* **Questions to answer**
1. In the thread comparing NCM and Cakechat, condense the paragraph beginning "In my analysis, I have tried" into a short bulleted list that keeps its main facts.
2. List every decoding approach named in the thread comparing NCM and Cakechat, merging settings that are the same.
3. Reproduce the passage of the NCM and Cakechat thread starting at "My experiments were" and ending at "for the link.".

* **Exercise passage**
++++++++

Closed jsedoc closed 6 years ago
Two things come to mind
During inference, given that the true output sequence is not observed, we simply feed the predicted output token as input to predict the next output. This is a “greedy” inference approach.
Also for completeness what were the NCM vs Cakechat results?
@Henry-E
In my analysis, I have tried, greedy, beam search 5, and beam search 200. Unfortunately, 5 seemed the best for the vanilla Seq2Seq that I was running. I have also tried to increase my hidden state space to 4096 as per the paper, but I have lots of memory and convergence issues.
In contrast, Cakechat uses a beam of 200.
My experiments were without tied embeddings.
Comparing NCM with Cakechat -- 55% NCM "wins", whereas 31% Cakechat "wins".
As a side note, all of our human evaluations (via AMT) are available on an S3 bucket. See the SETC website for the link.
We can try training another model. We did not do anything problem specific for that, we just trained a basic model for comparison.

++++++++

* **Data excerpts**
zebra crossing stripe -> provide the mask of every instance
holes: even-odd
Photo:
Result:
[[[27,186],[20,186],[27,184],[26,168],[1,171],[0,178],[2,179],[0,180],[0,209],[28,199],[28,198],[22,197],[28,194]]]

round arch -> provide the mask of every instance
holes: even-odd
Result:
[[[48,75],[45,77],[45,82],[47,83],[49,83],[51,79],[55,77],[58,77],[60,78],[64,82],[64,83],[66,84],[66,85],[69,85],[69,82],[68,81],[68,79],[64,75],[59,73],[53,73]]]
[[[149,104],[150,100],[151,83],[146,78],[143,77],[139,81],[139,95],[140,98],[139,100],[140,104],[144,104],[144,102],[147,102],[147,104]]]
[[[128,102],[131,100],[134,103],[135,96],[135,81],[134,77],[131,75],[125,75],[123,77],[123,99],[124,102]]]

++++++++

* **Exercise results**
1.
- Tried greedy decoding, beam search 5, and beam search 200.
- Beam search 5 seemed best for the vanilla Seq2Seq being run.
- Tried raising the hidden state space to 4096, as in the paper.
- That caused many memory and convergence issues.

2.
- Greedy inference
- Beam search 5
- Beam search 200 (also used by Cakechat)

3.
My experiments were without tied embeddings.
Comparing NCM with Cakechat -- 55% NCM "wins", whereas 31% Cakechat "wins".
As a side note, all of our human evaluations (via AMT) are available on an S3 bucket. See the SETC website for the link.